What to produce =>
Make an exact copy of all the data.

[Object position labeling entries]
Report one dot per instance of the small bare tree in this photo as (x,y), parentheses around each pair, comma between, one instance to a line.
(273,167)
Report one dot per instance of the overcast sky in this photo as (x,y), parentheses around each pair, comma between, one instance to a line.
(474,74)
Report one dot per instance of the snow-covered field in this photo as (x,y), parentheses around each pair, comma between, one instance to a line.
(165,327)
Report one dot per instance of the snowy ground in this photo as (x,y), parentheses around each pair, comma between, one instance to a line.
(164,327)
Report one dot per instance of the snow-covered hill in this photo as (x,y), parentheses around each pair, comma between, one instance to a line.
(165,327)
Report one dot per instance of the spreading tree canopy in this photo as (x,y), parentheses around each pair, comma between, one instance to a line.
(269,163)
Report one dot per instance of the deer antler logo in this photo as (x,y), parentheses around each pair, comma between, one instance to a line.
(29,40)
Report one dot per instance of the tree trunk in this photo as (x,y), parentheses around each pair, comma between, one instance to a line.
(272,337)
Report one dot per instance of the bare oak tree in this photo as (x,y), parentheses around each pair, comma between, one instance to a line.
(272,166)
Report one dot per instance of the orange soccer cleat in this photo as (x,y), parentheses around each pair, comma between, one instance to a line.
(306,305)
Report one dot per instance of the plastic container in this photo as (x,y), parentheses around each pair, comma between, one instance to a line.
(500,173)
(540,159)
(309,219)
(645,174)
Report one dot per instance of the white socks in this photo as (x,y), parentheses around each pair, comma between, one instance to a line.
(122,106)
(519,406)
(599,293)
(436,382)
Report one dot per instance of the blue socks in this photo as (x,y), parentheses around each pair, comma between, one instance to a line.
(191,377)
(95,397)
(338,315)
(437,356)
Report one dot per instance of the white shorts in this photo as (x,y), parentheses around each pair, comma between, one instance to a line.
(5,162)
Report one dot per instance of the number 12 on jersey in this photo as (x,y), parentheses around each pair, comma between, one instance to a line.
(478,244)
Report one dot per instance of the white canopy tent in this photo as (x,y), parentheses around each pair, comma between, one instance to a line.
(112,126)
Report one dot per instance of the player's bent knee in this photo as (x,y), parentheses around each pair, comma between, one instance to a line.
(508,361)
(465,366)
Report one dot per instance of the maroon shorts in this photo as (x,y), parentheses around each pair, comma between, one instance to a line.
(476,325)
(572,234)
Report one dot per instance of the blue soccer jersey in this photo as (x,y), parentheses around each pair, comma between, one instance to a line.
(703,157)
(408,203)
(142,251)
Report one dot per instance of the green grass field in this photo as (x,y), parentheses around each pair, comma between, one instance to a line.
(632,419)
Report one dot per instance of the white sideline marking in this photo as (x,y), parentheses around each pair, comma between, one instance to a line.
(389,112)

Right answer =>
Report one dot per instance of the small bare tree in this photo as (x,y), parentheses around each pair, comma between, one instance to a line.
(273,167)
Report one dot per instance of the overcast sky in this photo as (x,y), parentheses around each pair, comma between, one instance to a line.
(474,74)
Report one dot per instance of the snow-covered field in this photo as (x,y), parentheses around each pair, comma between, one instance to a line.
(165,327)
Report one dot per instance of the snowy ground in this photo as (x,y), parentheses around each pair, comma between, one instance to a line.
(164,327)
Report one dot per instance of the snow-covered hill in this photo as (x,y), parentheses around each pair, comma between, one instance to a line.
(165,327)
Report one dot per instance of the spreading tree canopy in this photo as (x,y), parentheses around each pair, comma between, one instance to a line.
(269,163)
Report one dot per instance of the deer antler logo in this photo as (x,y), parentheses around each pair, comma between, one instance to a line.
(29,40)
Report one dot per instance of the tree trunk in this photo as (x,y), parentheses around each pair, comma between, one instance to a line.
(272,337)
Report one dot per instance of the bare oak tree in this photo as (x,y), parentheses around each pair, comma between, one instance to a line.
(272,166)
Report one dot per instance of the orange soccer cleat in this photo as (x,y), parentheses around each pair, comma between, one instance to a line.
(306,305)
Report one dot per instance of the plastic container in this photo as (x,y), parentheses around each pair, comma between, one instance to a line.
(500,173)
(540,159)
(309,219)
(645,174)
Report one dot per instance of the white socks in this photo as (x,y), parentheses around each pair, comma between, one instance to a line.
(122,106)
(519,406)
(599,293)
(436,382)
Report one dot per instance of the blue socks in this photo as (x,y), parentheses around each pair, comma between, one instance to a line.
(191,377)
(95,397)
(338,315)
(437,356)
Report one dot per instance of the white shorts in this photo as (x,y), parentheses around each pair, comma between, one instance to a line.
(5,162)
Report one dot per instance of the number 12 on jersey in this photo as (x,y), parentheses around each pair, comma between, one instance to a line.
(478,244)
Report one dot per instance of the white canopy tent in this photo as (x,y), parentheses around each pair, comma between, one instance to a line.
(112,126)
Report one dot per instance of the player's bent knee in this photo as (x,y), parentheses around each pair, comma between, one instance to a line.
(508,361)
(465,366)
Report one dot per instance of the maroon shorts in this photo as (x,y), parentheses around each pair, comma between, one instance to a line.
(476,325)
(572,234)
Report one dot per instance of the blue soccer jersey in this photo as (x,y), parentheses around each pair, comma between, one instance to a line.
(703,157)
(408,203)
(142,251)
Report one dot per instance of the green grass field in this photo as (x,y), parentheses around each pair, comma between, one instance to a line.
(632,419)
Report one dot per instance of the white sideline marking in this photo as (x,y), parentheses around each pair, comma between, one instance to a line.
(389,112)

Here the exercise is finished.